REQUISITOS: Reescribe, por favor, las filas que comienzan en la que contiene "locate the woman wearing" y siguen hasta la que contiene "(1276, 778)", con "headset" sustituido por "headphones" y todo lo demás sin cambios.

Etiquetas de puntos de objetos:
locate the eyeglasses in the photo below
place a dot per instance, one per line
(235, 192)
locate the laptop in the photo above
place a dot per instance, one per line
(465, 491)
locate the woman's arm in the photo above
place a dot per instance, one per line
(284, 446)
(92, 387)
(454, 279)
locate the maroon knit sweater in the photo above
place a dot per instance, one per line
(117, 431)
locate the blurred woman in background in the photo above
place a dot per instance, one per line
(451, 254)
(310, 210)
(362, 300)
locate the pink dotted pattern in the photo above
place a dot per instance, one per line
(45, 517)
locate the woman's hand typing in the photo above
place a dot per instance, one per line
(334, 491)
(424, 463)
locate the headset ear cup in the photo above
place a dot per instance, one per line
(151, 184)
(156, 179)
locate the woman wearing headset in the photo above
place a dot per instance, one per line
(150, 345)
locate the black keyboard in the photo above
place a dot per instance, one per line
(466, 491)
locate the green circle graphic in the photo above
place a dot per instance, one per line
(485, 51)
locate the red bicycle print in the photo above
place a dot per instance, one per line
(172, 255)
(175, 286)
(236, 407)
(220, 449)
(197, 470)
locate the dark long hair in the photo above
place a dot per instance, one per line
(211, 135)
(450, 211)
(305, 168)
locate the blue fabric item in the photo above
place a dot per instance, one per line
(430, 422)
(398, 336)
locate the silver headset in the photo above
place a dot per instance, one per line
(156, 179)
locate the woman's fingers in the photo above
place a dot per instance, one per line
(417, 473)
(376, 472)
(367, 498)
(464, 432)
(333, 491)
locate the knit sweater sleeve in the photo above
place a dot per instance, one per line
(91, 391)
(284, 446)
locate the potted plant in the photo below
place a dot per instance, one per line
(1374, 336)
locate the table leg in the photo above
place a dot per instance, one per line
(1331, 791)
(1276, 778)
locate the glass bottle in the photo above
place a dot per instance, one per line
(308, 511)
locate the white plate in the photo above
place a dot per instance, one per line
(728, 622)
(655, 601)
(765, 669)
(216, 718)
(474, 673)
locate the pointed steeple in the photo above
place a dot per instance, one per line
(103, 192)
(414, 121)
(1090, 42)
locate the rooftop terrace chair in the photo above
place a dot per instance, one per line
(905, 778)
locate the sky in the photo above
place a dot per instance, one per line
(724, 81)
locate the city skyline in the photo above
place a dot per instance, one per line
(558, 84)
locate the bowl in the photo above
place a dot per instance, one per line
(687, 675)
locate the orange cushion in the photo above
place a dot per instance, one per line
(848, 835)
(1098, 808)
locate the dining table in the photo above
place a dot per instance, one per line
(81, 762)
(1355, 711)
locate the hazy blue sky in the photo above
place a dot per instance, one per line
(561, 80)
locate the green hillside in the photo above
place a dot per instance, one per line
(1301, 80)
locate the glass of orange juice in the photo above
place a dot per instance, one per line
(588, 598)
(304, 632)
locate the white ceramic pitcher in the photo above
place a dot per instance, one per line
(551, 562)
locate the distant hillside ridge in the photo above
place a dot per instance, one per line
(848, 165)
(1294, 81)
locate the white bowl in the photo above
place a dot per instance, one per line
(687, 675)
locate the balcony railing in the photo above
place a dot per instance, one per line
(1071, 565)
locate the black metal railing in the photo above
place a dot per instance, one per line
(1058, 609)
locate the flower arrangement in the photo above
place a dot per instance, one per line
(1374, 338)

RESPUESTA:
locate the woman wearing headphones in the photo above
place a dot per instance, one per line
(150, 345)
locate the black keyboard in the photo above
place a dot per instance, one per line
(466, 491)
locate the green circle graphic in the photo above
place a dot per instance, one per line
(485, 51)
locate the red bicycle print in the photo above
place a dot per instance, one per line
(172, 255)
(175, 286)
(236, 407)
(220, 449)
(197, 470)
locate the dark long hair in the photo above
place a dot per instance, one per line
(211, 135)
(450, 211)
(305, 168)
locate the blue fabric item in the photo above
place a dot per instance, one per line
(430, 422)
(398, 336)
locate the silver headphones in the photo above
place a dot per instance, one per line
(156, 179)
locate the woman's fingers in the photo above
place a dot per instance, one per line
(417, 473)
(376, 472)
(367, 498)
(464, 432)
(333, 491)
locate the knit sweater sleeve in the photo above
place a dot per instance, one per line
(91, 391)
(284, 446)
locate the potted plant in the photo below
place a dot per instance, one per line
(1374, 336)
locate the table leg in the photo above
place a dot per instance, one per line
(1331, 791)
(1276, 778)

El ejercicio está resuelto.